• _Action item_
Exactly as written, transcribe each line of the listing.
·····
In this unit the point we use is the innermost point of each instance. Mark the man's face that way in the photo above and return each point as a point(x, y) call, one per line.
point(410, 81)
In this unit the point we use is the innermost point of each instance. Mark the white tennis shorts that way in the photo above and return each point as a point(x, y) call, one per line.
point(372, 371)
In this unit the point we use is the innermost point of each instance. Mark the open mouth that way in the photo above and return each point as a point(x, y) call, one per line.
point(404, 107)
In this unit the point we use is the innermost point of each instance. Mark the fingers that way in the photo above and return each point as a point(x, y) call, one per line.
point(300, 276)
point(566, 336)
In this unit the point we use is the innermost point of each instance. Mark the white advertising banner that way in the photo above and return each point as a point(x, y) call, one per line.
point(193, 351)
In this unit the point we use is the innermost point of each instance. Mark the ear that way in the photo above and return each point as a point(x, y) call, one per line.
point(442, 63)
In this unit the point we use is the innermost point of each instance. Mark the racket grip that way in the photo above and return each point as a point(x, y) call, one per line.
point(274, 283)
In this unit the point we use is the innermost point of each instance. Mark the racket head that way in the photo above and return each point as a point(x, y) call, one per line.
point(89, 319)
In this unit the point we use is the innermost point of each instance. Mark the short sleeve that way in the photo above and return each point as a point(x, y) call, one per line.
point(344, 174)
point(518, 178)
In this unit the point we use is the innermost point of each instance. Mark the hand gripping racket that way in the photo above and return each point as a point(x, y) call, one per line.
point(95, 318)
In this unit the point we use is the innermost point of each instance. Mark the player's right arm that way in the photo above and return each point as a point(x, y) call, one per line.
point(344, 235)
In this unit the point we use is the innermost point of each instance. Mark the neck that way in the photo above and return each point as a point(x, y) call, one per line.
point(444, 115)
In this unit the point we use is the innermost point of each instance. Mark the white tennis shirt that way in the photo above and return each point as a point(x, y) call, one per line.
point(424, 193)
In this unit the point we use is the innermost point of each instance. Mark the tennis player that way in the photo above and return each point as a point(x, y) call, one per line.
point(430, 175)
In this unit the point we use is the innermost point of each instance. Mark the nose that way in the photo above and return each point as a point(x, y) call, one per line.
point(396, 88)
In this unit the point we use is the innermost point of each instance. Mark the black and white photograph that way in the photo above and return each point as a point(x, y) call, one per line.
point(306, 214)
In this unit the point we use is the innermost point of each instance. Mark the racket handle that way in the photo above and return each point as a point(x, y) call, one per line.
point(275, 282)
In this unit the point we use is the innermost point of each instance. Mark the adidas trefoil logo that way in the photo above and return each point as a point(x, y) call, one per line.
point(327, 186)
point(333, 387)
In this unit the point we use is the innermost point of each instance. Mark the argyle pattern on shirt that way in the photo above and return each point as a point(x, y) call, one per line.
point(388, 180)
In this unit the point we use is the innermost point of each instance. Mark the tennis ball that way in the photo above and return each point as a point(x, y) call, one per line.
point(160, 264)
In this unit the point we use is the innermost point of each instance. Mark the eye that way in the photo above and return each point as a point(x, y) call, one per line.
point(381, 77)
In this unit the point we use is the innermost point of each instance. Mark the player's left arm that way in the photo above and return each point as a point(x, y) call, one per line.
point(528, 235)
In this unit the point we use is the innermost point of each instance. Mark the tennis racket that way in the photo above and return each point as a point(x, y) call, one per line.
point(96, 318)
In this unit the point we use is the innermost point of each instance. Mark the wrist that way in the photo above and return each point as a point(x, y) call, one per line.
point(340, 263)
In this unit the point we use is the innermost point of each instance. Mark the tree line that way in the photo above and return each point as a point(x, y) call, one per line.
·····
• _Answer below_
In this unit the point we use is the innermost point of each instance. Mark the man's face that way in the photo above and return each point as a point(x, y) call, one per line.
point(410, 81)
In this unit the point we use is the innermost point of each instance. Mark the white tennis shorts that way in the photo above and return each point as a point(x, y) call, one per line.
point(372, 371)
In this unit the point we use is the innermost point of each instance. Mark the open mouth that way in the photo above and return each point as a point(x, y) call, one per line.
point(404, 107)
In this unit the point we use is the innermost point of each instance. Mark the fingers that way in the photo above and return each point as a point(x, y) call, one per line.
point(300, 276)
point(566, 336)
In this unit the point we use is the innermost point of each instance. Mark the white advertising banner that way in the photo above and return each point as a point(x, y) call, one per line.
point(193, 351)
In this unit the point we use is the innermost point of each instance. Mark the ear that way in the photo above and return each point as a point(x, y) call, one per line.
point(442, 63)
In this unit the point we use is the innermost point of each instance. Mark the racket grip that way in the photo above and return each point as a point(x, y) call, one per line.
point(274, 283)
In this unit the point we use is the innermost point of each instance. Mark the racket head that way in the photo above and return each point as a point(x, y) call, one per line.
point(89, 319)
In this unit the point we use is the innermost point of each instance. Mark the short sleeve that way in the photo above and return each point as a point(x, y) call, one per line.
point(344, 174)
point(518, 178)
In this unit the point we use is the innermost point of each instance. Mark the hand gripping racket that way in the photo above and return each point as a point(x, y) call, one per line.
point(95, 318)
In this unit the point we use is the innermost point of each instance. Mark the player's right arm that way in the photo above and return each point as a point(x, y) call, one per line.
point(344, 235)
In this unit the point we use is the innermost point of each instance. Mark the neck that way in the photo above and return each point as a point(x, y) call, one per line.
point(444, 115)
In this unit the point we use is the innermost point of each instance. Mark the white tennis shirt that way in the photo above and return each point as a point(x, y) call, one per line.
point(424, 193)
In this unit the point we use is the innermost point of each instance. Mark the tennis player that way in the photo above and return each point as a point(x, y) call, one per line.
point(430, 175)
In this unit the point we use is the innermost point of each instance. Mark the nose that way in the photo above and return each point as a point(x, y) call, one per line.
point(396, 88)
In this unit the point we use is the innermost point of each instance. Mark the black and white photograph that way in the photo above and return each point as a point(x, y) call, one per line.
point(306, 214)
In this unit the point we use is the innermost point of each instance. Mark the racket handle that way in the photo above and return each point as a point(x, y) call, one per line.
point(275, 282)
In this unit the point we use is the innermost point of each instance. Mark the adidas trefoil logo that way in the photo above and return each point as a point(x, y) call, one per line.
point(327, 186)
point(333, 387)
In this unit the point we use is the innermost point of each instance. Mark the argyle pattern on shirt that way in the photo above and return each point as a point(x, y) call, one per line.
point(388, 180)
In this unit the point we use is the innermost point of each instance. Mark the tennis ball that way in the photo above and return each point as a point(x, y) call, one per line.
point(160, 264)
In this unit the point we use is the innermost point of each instance. Mark the eye that way in the photo above and return each point as a point(x, y) call, one per line.
point(381, 77)
In this unit the point we use is the innermost point of each instance. Mark the player's left arm that way in the photo above and return each point as a point(x, y) call, one per line.
point(528, 235)
In this unit the point we use is the innermost point of each instance. Mark the tennis racket that way in the photo above and return each point as a point(x, y) call, one per line.
point(96, 318)
In this unit the point we use is the innermost point of each instance. Mark the wrist that way in the photo above and return each point as a point(x, y) call, one per line.
point(340, 263)
In this unit the point we use is the innermost point of each instance. Mark the tree line that way in the photo above and return each point as a point(x, y) call, one per line.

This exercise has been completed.